*DOCUMENT SEGMENT*.

——

Rights groups and exile Uyghur groups have questioned reports that members of the group were religious extremists and said Chinese authorities may have used excessive force in detaining them.
On 25 December 2014, exiled Uyghur leader Rebiya Kadeer said the group included women and children, which indicated they were “escaping persecution to resettle in a third country.”
“China labeled these people as extremists even before investigating their situation,” she said.
“This is not something a country governed by rule of law would do.”
Reports that one of the members of the group had been shot to death by police officers “suggests that Chinese security personnel used excessive force” in detaining them, Kadeer said.
She questioned why state media reports did not include information about women and children among the group of detainees.
“The government is saying that these people are religious extremists, but they are using this kind of tactic to justify police brutality against Uyghurs and discourage sympathy for them,” she said.
The Xinjiang region, which is home to millions of Turkic-speaking Uyghurs, has seen an upsurge in violence that has left hundreds dead since 2012, and which China has blamed on terrorists and Islamist insurgents seeking to establish an independent state.
But rights groups accuse the Chinese authorities of heavy-handed rule in Xinjiang, including violent police raids on Uyghur households, restrictions on Islamic practices, and curbs on the culture and language of the Uyghur people.
Chinese president Xi Jinping announced a harsh, one-year antiterrorist campaign in May 2014, following a bombing in the regional capital Urumqi that killed 31 people and injured 90.

——

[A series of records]
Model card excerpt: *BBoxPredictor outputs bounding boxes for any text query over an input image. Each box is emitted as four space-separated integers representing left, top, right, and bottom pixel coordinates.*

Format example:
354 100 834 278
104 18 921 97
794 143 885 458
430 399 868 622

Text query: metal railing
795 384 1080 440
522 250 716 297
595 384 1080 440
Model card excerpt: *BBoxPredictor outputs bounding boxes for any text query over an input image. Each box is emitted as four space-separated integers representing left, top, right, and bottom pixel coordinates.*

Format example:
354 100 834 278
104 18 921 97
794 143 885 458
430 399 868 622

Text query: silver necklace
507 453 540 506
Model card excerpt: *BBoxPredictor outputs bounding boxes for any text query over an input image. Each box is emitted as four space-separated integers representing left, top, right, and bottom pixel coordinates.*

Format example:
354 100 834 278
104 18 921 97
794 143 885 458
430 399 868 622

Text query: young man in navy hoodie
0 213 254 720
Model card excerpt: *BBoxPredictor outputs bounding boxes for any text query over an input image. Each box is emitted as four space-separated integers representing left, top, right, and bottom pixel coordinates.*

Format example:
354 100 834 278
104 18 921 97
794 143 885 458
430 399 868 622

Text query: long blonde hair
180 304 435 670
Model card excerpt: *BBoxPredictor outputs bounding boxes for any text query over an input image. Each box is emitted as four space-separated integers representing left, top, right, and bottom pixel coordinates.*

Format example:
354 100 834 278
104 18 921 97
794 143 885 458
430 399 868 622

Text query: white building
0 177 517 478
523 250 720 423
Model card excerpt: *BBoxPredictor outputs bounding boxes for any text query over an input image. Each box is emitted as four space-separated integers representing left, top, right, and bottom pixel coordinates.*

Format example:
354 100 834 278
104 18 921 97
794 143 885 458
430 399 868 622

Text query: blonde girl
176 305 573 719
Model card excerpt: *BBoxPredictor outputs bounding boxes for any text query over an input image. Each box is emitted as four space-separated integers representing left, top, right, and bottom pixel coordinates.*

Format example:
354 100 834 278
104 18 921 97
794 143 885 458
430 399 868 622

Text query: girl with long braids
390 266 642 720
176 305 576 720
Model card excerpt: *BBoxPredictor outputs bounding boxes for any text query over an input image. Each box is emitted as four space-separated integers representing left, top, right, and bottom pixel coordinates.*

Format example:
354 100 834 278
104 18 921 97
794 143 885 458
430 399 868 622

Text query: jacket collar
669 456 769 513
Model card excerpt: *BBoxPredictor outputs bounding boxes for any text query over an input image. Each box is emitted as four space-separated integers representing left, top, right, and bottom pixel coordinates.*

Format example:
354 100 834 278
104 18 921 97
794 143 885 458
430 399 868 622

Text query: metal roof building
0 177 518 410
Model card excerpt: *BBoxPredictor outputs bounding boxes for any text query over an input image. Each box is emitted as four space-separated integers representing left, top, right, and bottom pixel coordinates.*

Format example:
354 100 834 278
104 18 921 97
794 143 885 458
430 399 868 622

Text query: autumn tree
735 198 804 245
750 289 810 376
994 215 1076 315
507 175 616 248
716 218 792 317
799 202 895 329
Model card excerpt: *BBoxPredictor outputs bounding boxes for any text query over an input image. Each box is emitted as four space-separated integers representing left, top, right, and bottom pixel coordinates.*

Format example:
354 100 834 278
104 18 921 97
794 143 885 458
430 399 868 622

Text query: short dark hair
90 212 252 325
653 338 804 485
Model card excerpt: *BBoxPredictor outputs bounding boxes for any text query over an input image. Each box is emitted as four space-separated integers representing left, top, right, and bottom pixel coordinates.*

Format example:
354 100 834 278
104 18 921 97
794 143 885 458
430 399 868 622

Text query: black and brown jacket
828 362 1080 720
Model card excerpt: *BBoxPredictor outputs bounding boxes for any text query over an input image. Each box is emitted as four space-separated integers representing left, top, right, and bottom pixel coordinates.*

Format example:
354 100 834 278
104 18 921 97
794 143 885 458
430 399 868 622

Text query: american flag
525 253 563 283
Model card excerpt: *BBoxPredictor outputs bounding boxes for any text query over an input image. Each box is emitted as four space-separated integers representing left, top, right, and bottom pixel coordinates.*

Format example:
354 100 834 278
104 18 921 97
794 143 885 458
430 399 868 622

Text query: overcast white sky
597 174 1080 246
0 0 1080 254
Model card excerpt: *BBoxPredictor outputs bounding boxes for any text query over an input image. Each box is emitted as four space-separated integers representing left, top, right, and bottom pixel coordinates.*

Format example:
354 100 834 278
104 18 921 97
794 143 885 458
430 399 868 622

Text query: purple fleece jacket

——

*WRITTEN REQUEST 1*.
According to the passage on the detained Uyghur group, how many people were killed in the bombing in Urumqi?
*WRITTEN REQUEST 2*.
Give the rows as a numbered list, starting at the first line of the rows and ending at the line that contains "0 213 254 720". Leave out blank lines.
The passage and the rows are unrelated pieces of material.

*SOLUTION 1*.
The bombing killed 31 people.

*SOLUTION 2*.
1. Model card excerpt: *BBoxPredictor outputs bounding boxes for any text query over an input image. Each box is emitted as four space-separated integers representing left, top, right, and bottom pixel coordinates.*
2. Format example:
3. 354 100 834 278
4. 104 18 921 97
5. 794 143 885 458
6. 430 399 868 622
7. Text query: metal railing
8. 795 384 1080 440
9. 522 250 716 297
10. 595 384 1080 440
11. Model card excerpt: *BBoxPredictor outputs bounding boxes for any text query over an input image. Each box is emitted as four space-separated integers representing left, top, right, and bottom pixel coordinates.*
12. Format example:
13. 354 100 834 278
14. 104 18 921 97
15. 794 143 885 458
16. 430 399 868 622
17. Text query: silver necklace
18. 507 453 540 506
19. Model card excerpt: *BBoxPredictor outputs bounding boxes for any text query over an input image. Each box is emitted as four space-separated integers representing left, top, right, and bottom pixel coordinates.*
20. Format example:
21. 354 100 834 278
22. 104 18 921 97
23. 794 143 885 458
24. 430 399 868 622
25. Text query: young man in navy hoodie
26. 0 213 254 720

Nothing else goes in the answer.